**Excerpted passage**:
☆ ☆ ☆ ☆

Thats why you don't do it like this. Well, you do this, but only as part
of the solution.

ideally you want your data security right down to the individual syscall level.
Various products like what Cisco offer let you specify what access to what
data various applications have, but i don't know how useful it is protecting
people from copy/pasting data around. I know at least the "secure" versions
of IRIX and Digital UNIX were doing useful things like tagging individual IPC
data with security ACLs, preventing you from copy/pasting between high->low
security contexts. That was fun to work inside. :)



adrian

On Mon, Feb 11, 2008, Jamie Wilkinson wrote:
> This one time, at band camp, Ricky wrote:
> >- first, you classify data Eg.engineering.doc is commercially sensitive or
> >customer_creditcard.xls is personal privacy
> >- setup rules in your DLP, likely to be an appliance box sitting behind the
> >firewall
> >- stops data from going out the LAN
> 
> Application-aware firewalls are time consuming to develop, but I am
> concocting in my mind a tool that scans signatures out of all your
> documents, then has a tcpdump running on your firewall comparing traffic
> signatures -- sort of like snort, but in reverse -- and sending TCP RST to
> the sender if a violation was detected.

☆ ☆ ☆ ☆

**Input data**:
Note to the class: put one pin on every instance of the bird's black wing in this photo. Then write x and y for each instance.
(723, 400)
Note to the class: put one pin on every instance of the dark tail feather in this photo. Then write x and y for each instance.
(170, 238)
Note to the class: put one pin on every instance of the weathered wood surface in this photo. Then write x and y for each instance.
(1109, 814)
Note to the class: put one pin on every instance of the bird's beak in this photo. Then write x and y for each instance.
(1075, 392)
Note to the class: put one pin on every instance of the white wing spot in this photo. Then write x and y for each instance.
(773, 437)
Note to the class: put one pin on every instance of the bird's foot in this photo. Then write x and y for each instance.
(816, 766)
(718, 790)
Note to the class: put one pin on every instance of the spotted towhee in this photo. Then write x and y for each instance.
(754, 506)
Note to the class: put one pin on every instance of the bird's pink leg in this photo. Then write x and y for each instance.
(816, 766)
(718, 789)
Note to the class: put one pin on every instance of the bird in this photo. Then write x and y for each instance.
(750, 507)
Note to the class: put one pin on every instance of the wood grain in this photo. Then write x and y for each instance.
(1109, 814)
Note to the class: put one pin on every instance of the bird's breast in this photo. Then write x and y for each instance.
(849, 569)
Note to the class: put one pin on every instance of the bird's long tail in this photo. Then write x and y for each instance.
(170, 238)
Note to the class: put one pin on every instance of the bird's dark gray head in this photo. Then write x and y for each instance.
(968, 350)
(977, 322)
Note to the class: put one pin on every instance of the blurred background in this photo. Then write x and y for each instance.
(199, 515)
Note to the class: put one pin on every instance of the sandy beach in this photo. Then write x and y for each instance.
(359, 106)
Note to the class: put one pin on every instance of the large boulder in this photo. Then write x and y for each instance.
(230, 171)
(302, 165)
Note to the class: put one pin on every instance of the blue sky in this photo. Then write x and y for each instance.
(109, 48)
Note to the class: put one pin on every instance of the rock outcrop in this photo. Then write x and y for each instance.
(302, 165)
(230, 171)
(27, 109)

☆ ☆ ☆ ☆

**Set of tasks**:
a - In the records, copy out every line from the one containing "of the wood" through the final line of the records, both ends included, with no changes.
b - Continue the mailing-list exchange about stopping sensitive data from leaving a network, picking up right after its last sentence.

**Task-by-task results**:
a -
Note to the class: put one pin on every instance of the wood grain in this photo. Then write x and y for each instance.
(1109, 814)
Note to the class: put one pin on every instance of the bird's breast in this photo. Then write x and y for each instance.
(849, 569)
Note to the class: put one pin on every instance of the bird's long tail in this photo. Then write x and y for each instance.
(170, 238)
Note to the class: put one pin on every instance of the bird's dark gray head in this photo. Then write x and y for each instance.
(968, 350)
(977, 322)
Note to the class: put one pin on every instance of the blurred background in this photo. Then write x and y for each instance.
(199, 515)
Note to the class: put one pin on every instance of the sandy beach in this photo. Then write x and y for each instance.
(359, 106)
Note to the class: put one pin on every instance of the large boulder in this photo. Then write x and y for each instance.
(230, 171)
(302, 165)
Note to the class: put one pin on every instance of the blue sky in this photo. Then write x and y for each instance.
(109, 48)
Note to the class: put one pin on every instance of the rock outcrop in this photo. Then write x and y for each instance.
(302, 165)
(230, 171)
(27, 109)

b -
> 
> I can also think of ways around it (SSL, for example, is a trivial
> workaround, so you'll need to also MITM all your users... a wildcard
> certificate ought to fool the client browsers).
> 
> Do things like this really exist??  Well, I imagine Lotus Scrotes could,
> because the document never really leaves the database, but how would you
> build a system that reliably worked in a heterogenous environment like a
> small-medium office, that actually worked, and you could sell to people and
> still retain your soul?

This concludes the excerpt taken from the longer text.